* _Goal_:
Write out, unchanged, the lines of the material from the one containing "Scan the image provided and answer: is any wooden retaining" through the end of the material, and nothing else.

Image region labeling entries
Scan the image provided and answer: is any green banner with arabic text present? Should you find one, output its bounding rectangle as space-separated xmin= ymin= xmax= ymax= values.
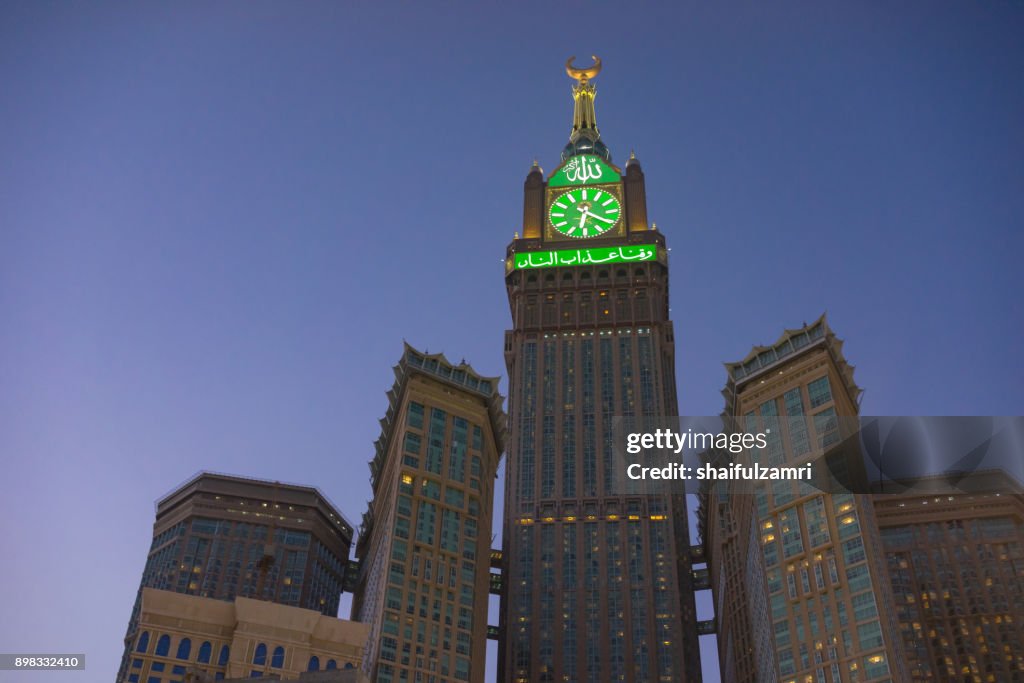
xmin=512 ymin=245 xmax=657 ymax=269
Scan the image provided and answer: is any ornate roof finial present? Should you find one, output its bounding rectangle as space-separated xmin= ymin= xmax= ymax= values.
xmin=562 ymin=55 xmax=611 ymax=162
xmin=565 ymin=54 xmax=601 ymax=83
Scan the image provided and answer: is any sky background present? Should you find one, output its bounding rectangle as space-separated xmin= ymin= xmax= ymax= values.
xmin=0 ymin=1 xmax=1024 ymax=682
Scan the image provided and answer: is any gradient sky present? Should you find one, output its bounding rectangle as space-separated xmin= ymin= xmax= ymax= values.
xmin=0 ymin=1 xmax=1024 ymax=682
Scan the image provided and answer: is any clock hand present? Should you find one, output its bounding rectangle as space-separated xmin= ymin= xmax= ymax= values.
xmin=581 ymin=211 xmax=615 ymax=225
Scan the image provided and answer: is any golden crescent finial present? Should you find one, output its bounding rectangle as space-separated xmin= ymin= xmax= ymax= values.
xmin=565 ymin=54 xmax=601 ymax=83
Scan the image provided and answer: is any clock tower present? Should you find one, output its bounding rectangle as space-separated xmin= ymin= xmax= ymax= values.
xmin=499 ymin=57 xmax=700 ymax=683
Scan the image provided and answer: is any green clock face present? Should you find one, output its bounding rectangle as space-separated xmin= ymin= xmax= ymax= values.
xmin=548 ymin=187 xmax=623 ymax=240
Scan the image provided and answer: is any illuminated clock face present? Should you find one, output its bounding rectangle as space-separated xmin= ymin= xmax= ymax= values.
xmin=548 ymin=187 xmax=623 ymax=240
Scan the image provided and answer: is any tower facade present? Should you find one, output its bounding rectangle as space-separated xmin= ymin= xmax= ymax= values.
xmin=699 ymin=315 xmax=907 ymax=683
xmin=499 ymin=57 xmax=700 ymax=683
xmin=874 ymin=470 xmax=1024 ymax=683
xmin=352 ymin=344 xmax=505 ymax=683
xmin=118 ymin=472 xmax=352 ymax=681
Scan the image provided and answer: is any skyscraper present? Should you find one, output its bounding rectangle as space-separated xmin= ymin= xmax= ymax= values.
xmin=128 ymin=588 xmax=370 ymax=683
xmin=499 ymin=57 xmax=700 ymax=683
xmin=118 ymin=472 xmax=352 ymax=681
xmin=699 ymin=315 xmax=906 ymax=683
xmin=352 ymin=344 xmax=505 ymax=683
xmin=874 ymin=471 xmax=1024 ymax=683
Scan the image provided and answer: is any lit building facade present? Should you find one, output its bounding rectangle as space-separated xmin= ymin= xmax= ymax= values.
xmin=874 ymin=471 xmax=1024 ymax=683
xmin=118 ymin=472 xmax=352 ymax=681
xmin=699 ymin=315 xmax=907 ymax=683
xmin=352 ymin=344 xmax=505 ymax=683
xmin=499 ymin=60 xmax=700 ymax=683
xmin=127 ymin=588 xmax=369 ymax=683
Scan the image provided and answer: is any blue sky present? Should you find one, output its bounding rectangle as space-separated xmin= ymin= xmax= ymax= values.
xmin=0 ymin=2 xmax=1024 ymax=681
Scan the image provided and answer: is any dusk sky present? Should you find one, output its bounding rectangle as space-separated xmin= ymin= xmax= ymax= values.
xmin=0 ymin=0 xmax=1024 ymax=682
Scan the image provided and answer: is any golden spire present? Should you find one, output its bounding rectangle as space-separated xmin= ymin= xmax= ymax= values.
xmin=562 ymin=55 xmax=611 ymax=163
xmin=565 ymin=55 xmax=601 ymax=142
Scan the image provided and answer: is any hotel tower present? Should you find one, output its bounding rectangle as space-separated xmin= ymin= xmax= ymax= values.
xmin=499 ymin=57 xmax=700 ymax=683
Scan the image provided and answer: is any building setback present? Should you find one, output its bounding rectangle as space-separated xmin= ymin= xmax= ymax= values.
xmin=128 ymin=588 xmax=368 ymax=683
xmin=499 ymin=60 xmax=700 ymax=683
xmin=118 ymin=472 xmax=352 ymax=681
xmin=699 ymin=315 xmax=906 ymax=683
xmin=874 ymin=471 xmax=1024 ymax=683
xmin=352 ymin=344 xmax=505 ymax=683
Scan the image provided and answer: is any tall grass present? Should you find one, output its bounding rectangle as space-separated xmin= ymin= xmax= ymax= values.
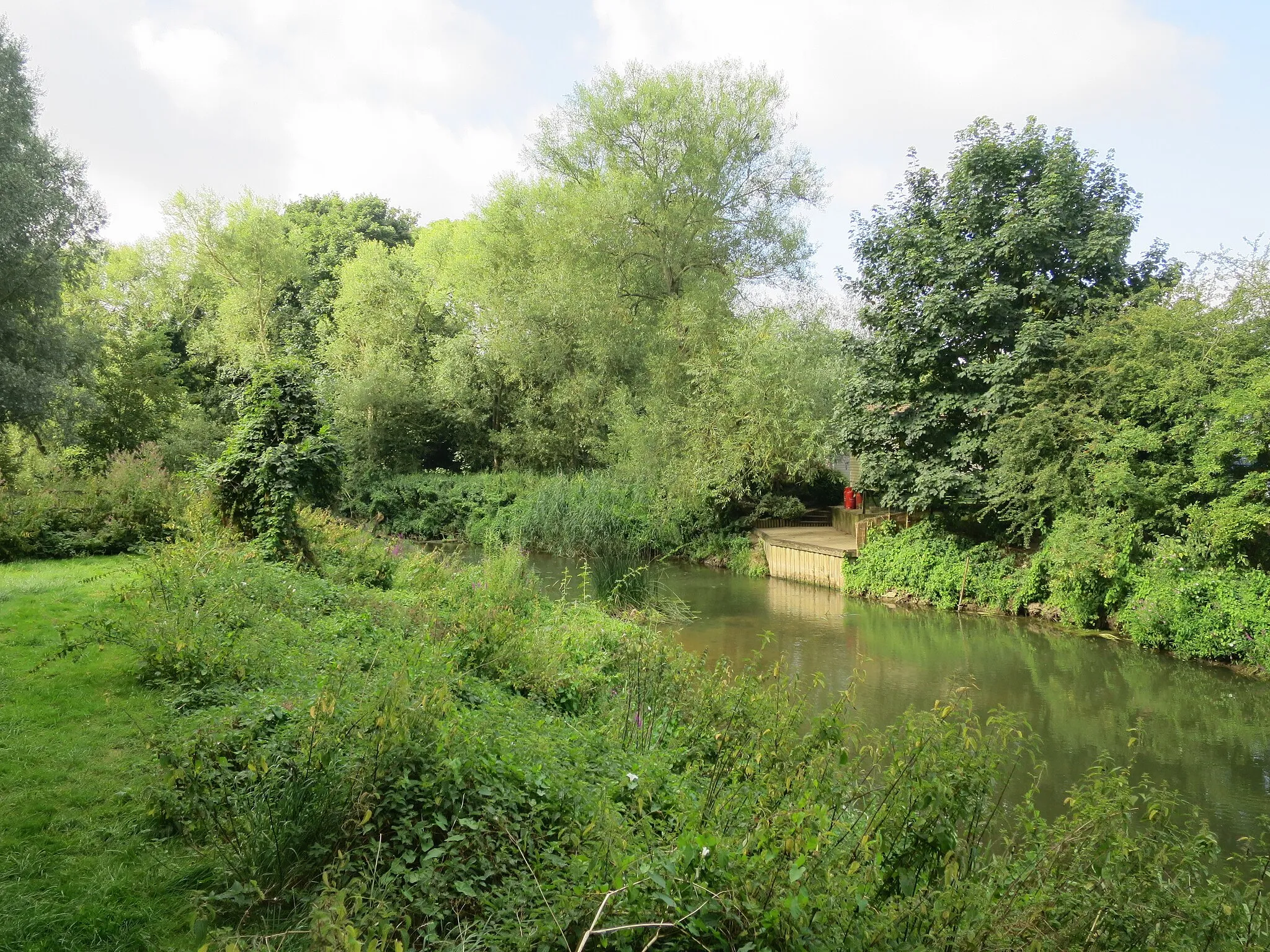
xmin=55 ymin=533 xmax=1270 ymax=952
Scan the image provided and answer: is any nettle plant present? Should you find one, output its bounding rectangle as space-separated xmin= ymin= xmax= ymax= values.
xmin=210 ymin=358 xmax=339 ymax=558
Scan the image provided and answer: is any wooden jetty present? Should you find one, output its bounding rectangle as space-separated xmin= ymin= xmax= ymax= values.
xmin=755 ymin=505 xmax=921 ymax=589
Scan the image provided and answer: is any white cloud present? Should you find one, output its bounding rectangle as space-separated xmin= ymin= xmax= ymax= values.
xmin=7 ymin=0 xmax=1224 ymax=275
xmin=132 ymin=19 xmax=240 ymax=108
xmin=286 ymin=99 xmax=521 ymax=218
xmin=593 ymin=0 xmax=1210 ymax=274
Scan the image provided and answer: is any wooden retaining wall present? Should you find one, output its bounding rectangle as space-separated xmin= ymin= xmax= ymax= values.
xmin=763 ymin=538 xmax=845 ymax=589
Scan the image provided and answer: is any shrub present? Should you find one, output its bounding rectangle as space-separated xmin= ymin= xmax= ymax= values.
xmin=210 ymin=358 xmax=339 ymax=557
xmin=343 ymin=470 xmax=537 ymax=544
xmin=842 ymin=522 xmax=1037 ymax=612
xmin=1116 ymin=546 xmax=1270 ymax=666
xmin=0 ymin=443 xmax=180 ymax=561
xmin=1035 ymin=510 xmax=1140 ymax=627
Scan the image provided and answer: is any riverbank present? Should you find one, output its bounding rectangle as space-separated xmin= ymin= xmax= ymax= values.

* _Exercise solution_:
Scan the image provided and answer: is any wooden retaining wall present? Should you find one, output its bounding rectangle as space-separated xmin= ymin= xmax= ymax= values.
xmin=763 ymin=538 xmax=845 ymax=589
Scan the image provided and answer: is any shrub present? Should you find one, output its bounding rectangle as space-separated xmin= ymin= xmax= ymax= values.
xmin=210 ymin=358 xmax=339 ymax=557
xmin=343 ymin=470 xmax=537 ymax=544
xmin=842 ymin=522 xmax=1037 ymax=612
xmin=1116 ymin=546 xmax=1270 ymax=666
xmin=0 ymin=443 xmax=180 ymax=561
xmin=1035 ymin=510 xmax=1140 ymax=627
Scan the image provided and answer: is any riverbank present? Should you find one, output its bounding rectangle as space-separated xmin= ymin= xmax= ymax= values.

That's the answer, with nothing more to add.